> Work required: From the line with "Please mark the farmhouse with" down to the final line of the material below, quote every line exactly and leave out all lines before it.
-=-=-=-=-
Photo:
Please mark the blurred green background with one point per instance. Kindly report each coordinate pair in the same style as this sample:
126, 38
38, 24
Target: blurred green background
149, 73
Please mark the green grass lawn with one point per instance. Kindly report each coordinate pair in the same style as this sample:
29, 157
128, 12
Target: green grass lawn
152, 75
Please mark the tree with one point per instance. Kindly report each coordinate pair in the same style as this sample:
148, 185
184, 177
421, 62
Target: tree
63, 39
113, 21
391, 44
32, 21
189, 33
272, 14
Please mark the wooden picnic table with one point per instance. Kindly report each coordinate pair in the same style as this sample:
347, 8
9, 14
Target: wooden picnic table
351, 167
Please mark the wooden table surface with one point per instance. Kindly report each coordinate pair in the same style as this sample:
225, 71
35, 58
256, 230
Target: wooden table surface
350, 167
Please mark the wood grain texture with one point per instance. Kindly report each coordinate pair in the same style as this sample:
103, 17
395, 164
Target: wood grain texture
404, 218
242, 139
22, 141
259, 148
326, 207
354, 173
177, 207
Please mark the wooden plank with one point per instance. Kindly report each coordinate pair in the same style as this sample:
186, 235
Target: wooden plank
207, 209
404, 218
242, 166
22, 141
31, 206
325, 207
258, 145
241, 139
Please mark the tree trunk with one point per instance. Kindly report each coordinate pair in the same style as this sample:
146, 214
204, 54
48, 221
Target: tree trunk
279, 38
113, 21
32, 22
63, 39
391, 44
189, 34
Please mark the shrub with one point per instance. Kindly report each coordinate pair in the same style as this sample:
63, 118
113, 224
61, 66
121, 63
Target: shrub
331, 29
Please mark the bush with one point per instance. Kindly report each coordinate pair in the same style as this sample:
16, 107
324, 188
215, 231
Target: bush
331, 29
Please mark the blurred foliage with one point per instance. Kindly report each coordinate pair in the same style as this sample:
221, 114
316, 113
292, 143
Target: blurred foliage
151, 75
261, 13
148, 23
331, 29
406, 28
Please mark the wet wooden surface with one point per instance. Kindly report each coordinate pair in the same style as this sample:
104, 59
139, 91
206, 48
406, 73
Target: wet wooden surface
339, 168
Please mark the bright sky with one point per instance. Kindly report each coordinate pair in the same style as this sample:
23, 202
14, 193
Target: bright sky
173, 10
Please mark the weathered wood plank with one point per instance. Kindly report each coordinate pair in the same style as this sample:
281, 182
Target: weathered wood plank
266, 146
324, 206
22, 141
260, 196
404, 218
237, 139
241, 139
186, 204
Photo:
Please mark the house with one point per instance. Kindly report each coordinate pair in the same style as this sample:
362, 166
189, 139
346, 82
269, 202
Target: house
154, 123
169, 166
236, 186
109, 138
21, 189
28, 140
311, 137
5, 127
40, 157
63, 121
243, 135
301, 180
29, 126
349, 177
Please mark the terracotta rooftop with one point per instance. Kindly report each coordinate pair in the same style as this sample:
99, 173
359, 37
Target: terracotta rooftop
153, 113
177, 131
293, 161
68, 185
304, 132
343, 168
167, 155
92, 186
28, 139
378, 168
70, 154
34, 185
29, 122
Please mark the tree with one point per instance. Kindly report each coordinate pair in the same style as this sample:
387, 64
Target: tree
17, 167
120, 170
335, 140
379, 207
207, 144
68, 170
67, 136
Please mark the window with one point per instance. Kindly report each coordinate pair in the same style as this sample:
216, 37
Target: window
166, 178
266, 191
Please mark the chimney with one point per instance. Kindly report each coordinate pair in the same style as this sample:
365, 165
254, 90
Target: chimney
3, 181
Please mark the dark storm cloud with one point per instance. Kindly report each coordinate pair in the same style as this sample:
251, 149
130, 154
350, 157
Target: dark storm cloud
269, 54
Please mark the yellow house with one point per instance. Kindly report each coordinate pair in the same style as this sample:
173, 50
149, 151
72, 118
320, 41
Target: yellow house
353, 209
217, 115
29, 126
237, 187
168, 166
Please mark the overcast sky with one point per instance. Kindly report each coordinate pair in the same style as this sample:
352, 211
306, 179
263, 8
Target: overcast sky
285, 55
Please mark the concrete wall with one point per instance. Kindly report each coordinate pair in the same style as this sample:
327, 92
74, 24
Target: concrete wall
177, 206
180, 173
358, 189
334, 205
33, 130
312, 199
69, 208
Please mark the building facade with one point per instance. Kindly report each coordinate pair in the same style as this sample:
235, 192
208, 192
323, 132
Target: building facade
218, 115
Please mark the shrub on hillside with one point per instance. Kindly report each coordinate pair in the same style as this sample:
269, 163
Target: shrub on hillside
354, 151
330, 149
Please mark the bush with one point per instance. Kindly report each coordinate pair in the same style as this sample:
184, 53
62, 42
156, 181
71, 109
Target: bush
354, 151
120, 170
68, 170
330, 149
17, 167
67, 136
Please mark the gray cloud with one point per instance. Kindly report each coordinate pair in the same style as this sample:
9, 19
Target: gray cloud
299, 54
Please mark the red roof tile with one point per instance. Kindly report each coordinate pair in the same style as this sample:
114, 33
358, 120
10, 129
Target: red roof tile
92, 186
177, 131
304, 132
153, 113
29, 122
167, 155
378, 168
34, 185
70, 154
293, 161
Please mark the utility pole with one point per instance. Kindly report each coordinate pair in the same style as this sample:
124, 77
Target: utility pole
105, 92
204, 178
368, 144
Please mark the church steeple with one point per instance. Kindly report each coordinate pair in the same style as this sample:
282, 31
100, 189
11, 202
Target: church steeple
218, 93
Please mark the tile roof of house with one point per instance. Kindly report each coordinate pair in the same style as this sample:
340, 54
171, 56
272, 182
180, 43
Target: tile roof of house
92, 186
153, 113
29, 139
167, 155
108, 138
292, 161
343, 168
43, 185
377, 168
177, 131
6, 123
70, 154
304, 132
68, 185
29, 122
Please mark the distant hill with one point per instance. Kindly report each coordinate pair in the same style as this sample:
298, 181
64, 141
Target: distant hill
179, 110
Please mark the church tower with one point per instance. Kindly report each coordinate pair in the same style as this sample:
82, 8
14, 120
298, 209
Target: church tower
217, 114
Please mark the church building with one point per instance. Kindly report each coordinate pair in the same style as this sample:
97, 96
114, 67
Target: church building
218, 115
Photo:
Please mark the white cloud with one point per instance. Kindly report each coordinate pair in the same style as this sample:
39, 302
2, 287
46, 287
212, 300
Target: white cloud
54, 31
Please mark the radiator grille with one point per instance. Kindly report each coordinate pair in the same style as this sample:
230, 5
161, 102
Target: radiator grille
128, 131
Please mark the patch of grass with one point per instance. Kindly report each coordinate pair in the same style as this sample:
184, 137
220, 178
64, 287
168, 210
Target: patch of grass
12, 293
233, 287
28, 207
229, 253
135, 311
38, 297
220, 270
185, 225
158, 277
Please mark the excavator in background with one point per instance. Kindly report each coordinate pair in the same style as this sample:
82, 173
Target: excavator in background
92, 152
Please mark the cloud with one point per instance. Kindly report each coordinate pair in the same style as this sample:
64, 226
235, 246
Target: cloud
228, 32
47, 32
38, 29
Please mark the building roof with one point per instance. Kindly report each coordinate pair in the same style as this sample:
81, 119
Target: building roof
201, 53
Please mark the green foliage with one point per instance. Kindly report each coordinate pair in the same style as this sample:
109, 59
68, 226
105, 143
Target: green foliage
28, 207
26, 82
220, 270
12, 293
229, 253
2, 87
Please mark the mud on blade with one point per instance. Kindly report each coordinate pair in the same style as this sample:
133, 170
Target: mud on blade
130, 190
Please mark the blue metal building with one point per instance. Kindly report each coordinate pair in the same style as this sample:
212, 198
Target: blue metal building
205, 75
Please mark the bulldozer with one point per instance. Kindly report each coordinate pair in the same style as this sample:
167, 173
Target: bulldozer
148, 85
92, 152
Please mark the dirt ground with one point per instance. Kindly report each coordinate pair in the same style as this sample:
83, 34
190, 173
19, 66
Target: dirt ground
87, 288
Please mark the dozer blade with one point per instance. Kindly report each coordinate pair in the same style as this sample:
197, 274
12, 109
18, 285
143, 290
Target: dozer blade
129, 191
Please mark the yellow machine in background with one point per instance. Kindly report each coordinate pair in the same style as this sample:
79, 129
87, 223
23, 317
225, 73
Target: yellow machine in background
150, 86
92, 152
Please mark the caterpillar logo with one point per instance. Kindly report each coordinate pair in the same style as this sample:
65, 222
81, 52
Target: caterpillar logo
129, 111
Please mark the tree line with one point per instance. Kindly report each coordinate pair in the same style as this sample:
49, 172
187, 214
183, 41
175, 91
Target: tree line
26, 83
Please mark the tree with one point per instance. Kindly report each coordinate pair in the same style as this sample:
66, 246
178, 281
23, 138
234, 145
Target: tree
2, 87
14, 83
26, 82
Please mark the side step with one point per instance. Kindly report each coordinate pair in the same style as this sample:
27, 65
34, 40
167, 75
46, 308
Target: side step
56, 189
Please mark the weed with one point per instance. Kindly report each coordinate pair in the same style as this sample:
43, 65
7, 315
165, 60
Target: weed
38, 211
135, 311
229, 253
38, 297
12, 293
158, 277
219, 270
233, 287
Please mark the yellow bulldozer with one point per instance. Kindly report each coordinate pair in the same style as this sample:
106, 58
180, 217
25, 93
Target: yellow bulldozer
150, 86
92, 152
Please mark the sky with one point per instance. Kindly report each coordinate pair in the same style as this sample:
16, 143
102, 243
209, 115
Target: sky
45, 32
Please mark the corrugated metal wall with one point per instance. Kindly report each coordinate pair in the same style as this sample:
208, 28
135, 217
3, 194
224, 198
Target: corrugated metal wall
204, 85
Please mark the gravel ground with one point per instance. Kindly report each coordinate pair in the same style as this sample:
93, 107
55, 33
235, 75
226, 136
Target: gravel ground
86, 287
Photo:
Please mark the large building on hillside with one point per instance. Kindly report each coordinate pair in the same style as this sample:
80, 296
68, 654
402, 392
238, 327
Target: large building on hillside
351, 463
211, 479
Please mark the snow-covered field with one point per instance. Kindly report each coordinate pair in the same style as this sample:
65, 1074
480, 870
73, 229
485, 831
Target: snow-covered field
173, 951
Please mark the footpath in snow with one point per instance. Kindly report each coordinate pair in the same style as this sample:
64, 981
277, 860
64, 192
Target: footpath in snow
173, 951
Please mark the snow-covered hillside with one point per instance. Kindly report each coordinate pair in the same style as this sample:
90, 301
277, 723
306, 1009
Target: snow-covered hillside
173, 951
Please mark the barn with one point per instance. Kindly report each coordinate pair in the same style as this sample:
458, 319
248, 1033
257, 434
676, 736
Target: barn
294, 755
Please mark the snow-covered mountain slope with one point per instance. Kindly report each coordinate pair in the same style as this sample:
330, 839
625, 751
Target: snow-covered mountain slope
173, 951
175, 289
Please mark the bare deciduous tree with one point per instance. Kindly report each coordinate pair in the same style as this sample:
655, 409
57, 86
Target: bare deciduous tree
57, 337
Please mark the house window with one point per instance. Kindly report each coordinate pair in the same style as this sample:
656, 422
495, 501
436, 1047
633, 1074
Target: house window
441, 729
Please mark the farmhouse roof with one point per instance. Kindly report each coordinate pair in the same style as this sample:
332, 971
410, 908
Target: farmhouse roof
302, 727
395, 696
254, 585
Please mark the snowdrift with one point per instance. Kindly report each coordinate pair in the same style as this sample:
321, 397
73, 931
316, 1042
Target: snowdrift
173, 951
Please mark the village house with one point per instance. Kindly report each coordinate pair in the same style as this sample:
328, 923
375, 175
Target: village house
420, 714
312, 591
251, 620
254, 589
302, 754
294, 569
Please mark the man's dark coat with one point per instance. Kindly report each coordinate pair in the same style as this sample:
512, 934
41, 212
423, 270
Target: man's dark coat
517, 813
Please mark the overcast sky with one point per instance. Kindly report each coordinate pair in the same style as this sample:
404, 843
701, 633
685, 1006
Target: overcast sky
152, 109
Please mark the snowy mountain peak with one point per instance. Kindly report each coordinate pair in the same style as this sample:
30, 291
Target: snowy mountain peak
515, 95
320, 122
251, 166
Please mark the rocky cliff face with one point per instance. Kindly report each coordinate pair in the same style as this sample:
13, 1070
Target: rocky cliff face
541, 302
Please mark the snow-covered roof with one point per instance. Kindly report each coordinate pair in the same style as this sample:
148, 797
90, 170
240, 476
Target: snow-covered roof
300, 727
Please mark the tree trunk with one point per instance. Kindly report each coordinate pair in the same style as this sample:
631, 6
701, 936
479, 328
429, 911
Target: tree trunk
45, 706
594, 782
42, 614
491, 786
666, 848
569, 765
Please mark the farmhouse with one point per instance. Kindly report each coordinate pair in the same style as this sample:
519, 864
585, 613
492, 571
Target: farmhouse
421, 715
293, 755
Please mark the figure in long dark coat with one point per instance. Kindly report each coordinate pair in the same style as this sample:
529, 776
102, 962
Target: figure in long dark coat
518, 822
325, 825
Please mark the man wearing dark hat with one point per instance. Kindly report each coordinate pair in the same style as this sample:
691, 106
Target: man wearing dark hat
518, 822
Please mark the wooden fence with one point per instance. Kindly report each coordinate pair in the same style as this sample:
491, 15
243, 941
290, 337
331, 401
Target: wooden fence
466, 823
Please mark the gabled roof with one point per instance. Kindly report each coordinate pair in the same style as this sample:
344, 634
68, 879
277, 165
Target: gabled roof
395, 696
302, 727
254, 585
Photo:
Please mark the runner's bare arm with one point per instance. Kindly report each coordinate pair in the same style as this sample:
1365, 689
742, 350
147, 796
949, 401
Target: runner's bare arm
-=-=-=-=-
> Written response:
Please mark the farmhouse with one point per instance. Kindly report each coordinate pair in the same style as this sample:
519, 864
585, 613
492, 571
Target: farmhouse
421, 715
293, 755
Please mark the figure in long dark coat with one point per instance. Kindly report each coordinate pair in the same style as this sample:
529, 776
102, 962
Target: figure in long dark coat
518, 822
325, 825
Please mark the man wearing dark hat with one point per instance. Kindly report each coordinate pair in the same style as this sample:
691, 106
Target: man wearing dark hat
518, 822
Please mark the wooden fence with one point per instance. Kindly report each coordinate pair in the same style as this sample:
491, 15
243, 941
290, 337
331, 401
Target: wooden fence
466, 823
Please mark the gabled roof with one point per instance. Kindly report each coordinate pair in the same style as this sample:
344, 634
68, 879
277, 165
Target: gabled roof
395, 696
302, 727
254, 585
Photo:
Please mark the runner's bare arm with one point per instance. Kindly report each coordinate pair in the same style as this sample:
1365, 689
742, 350
147, 796
949, 401
Target: runner's bare arm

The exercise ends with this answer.